------ ENTRIES SUPPLIED ------

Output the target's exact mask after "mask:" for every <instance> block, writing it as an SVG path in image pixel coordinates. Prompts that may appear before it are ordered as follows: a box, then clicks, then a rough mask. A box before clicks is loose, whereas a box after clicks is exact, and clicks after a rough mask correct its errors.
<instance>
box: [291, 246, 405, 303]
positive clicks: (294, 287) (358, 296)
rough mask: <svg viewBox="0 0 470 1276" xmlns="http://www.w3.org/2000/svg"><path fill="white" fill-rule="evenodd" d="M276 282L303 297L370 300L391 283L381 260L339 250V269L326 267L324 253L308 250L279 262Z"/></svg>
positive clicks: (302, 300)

------
------ ENTRIES SUPPLIED ------

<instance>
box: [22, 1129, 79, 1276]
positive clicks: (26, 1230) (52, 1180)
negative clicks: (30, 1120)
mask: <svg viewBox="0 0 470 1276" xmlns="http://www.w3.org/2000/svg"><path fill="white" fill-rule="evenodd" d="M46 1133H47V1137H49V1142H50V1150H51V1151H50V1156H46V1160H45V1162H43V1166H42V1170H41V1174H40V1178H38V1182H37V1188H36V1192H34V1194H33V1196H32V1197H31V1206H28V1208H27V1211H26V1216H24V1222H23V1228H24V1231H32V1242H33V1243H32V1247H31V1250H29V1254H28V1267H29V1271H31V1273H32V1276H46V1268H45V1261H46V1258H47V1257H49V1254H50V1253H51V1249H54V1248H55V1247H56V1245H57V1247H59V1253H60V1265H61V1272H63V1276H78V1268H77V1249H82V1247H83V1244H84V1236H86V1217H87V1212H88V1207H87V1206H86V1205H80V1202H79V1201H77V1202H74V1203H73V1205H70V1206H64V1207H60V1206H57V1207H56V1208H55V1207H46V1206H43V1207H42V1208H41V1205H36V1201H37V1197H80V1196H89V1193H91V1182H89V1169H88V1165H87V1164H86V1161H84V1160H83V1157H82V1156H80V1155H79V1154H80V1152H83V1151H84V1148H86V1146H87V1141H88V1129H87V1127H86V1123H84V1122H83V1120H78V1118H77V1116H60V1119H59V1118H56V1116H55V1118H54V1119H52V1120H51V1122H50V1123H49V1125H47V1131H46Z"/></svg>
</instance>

------
------ ENTRIES SUPPLIED ------

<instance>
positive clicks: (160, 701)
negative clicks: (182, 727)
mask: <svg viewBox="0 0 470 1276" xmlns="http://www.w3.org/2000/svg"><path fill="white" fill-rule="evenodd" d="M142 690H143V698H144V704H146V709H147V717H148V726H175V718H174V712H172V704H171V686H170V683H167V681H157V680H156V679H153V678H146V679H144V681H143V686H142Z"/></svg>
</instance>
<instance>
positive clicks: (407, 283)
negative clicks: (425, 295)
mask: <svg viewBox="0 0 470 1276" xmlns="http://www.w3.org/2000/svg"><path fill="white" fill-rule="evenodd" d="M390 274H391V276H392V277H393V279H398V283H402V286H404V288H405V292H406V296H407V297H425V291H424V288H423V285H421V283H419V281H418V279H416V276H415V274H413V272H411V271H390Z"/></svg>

------

### BRIEF
List every line of the data above that contains the string "rough", treating uppercase and lowercase as different.

### ANSWER SPACE
Output the target's exact mask after "mask:" for every <instance> block, writing it as an SVG path in image pixel coordinates. Prompts that may appear before it are ordered as follows: a box, then clicks, then a rough mask. A box before clicks is loose, whereas a box after clicks is exact, and clicks after a rough mask correct its errors.
rough mask: <svg viewBox="0 0 470 1276" xmlns="http://www.w3.org/2000/svg"><path fill="white" fill-rule="evenodd" d="M276 282L303 297L370 300L391 283L381 260L339 250V269L326 267L324 253L308 250L279 262Z"/></svg>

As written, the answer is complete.